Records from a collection
========================================================================

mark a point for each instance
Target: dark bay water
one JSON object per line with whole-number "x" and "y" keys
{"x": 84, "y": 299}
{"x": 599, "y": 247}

========================================================================

REQUIREMENT:
Your response must consist of every line above, reproduced exactly.

RESPONSE:
mark a point for each instance
Target: dark bay water
one JSON object per line with whole-number "x" and "y" keys
{"x": 84, "y": 299}
{"x": 599, "y": 247}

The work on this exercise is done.